▸ **Kurze Aufgabe 1**: Schreibe die Zeilen der folgenden Auflistung als JSON-Liste von Zeichenketten um, mit einem Eintrag pro Zeile und ohne Leerzeilen. Bilder gehören nicht in die Antwort.

▸ **Lesetext**:
%%

Leitsatz (amtlich)
Zu den an einen Rechtsanwalt zu stellenden Sorgfaltsanforderungen hinsichtlich der Bezeichnung des Empfangsgerichts im besonderen elektronischen Anwaltspostfach (beA), wenn der Rechtsanwalt die Versendung eines fristgebundenen Schriftsatzes über das beA selbst ausführt.
Normenkette
ZPO § 233
Verfahrensgang
LG Berlin (Entscheidung vom 05.07.2022; Aktenzeichen 63 S 142/22) |
AG Berlin-Schöneberg (Entscheidung vom 28.04.2022; Aktenzeichen 107 C 48/22) |
Tenor
Die Rechtsbeschwerde der Klägerin gegen den Beschluss des Landgerichts Berlin - Zivilkammer 63 - vom 5. Juli 2022 wird als unzulässig verworfen.
Die Klägerin hat die Kosten des Rechtsbeschwerdeverfahrens zu tragen.
Der Gegenstandswert des Rechtsbeschwerdeverfahrens wird auf 22.723,76 € festgesetzt.
Gründe
I.
Rz. 1
Der Beklagte ist Mieter einer Wohnung der Klägerin in Berlin. Die Klägerin nimmt ihn auf Zahlung rückständiger Miete sowie auf Nachzahlung von Betriebskosten in Anspruch. Das Amtsgericht hat die Klage überwiegend abgewiesen. Das Urteil ist der Klägerin am 28. April 2022 zugestellt worden.

%%

▸ **Die Auflistung**:
%%

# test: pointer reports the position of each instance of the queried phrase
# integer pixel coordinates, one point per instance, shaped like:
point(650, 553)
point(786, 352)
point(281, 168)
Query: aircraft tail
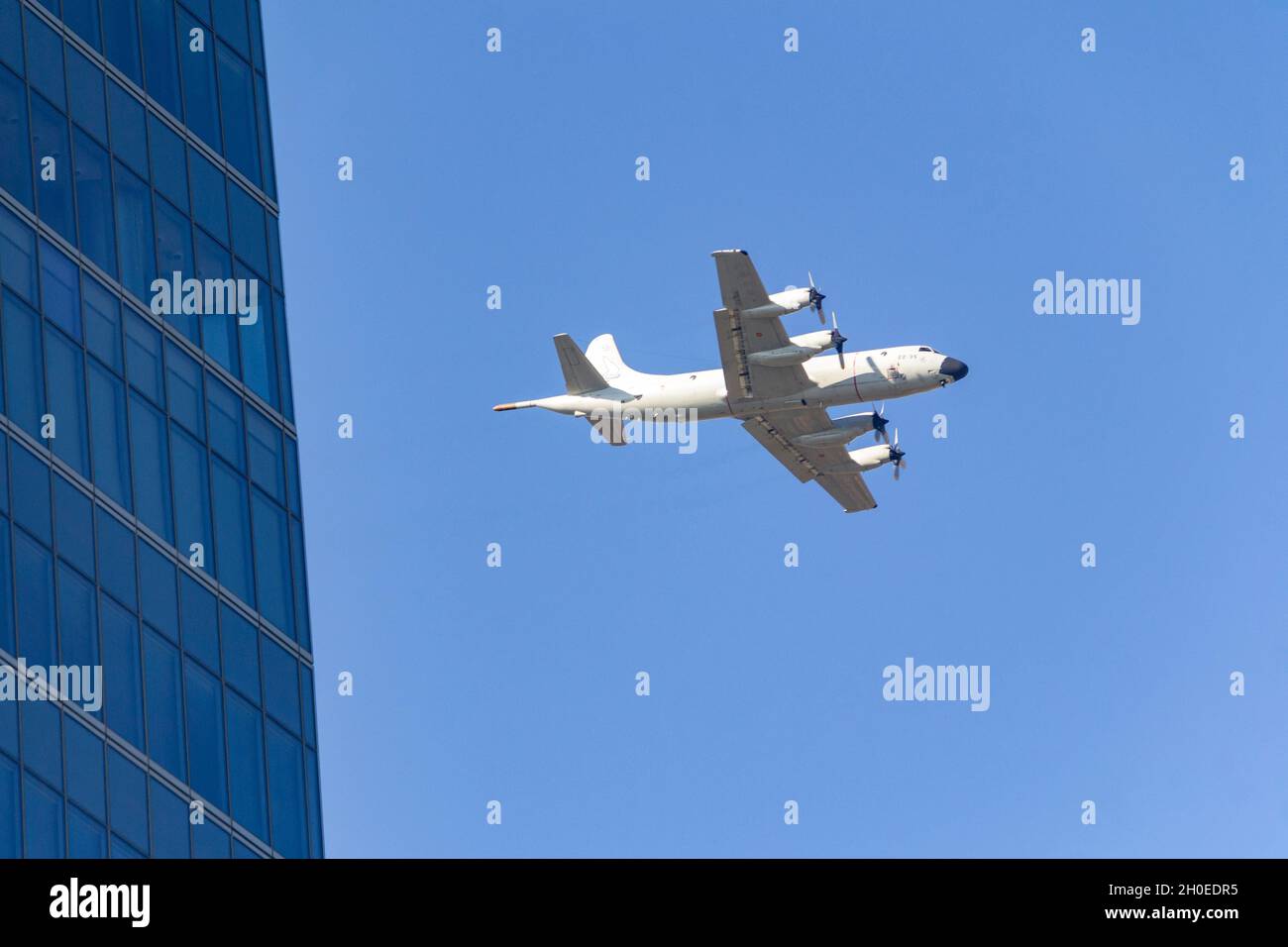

%%

▸ **Kurze Aufgabe 2**: Gib aus dem Lesetext den Abschnitt von „Der Gegenstandswert des“ bis einschließlich „2022 zugestellt worden.“ wortgetreu aus.

▸ **Antwort 1**:
[
  "# test: pointer reports the position of each instance of the queried phrase",
  "# integer pixel coordinates, one point per instance, shaped like:",
  "point(650, 553)",
  "point(786, 352)",
  "point(281, 168)",
  "Query: aircraft tail"
]

▸ **Antwort 2**:
Der Gegenstandswert des Rechtsbeschwerdeverfahrens wird auf 22.723,76 € festgesetzt.
Gründe
I.
Rz. 1
Der Beklagte ist Mieter einer Wohnung der Klägerin in Berlin. Die Klägerin nimmt ihn auf Zahlung rückständiger Miete sowie auf Nachzahlung von Betriebskosten in Anspruch. Das Amtsgericht hat die Klage überwiegend abgewiesen. Das Urteil ist der Klägerin am 28. April 2022 zugestellt worden.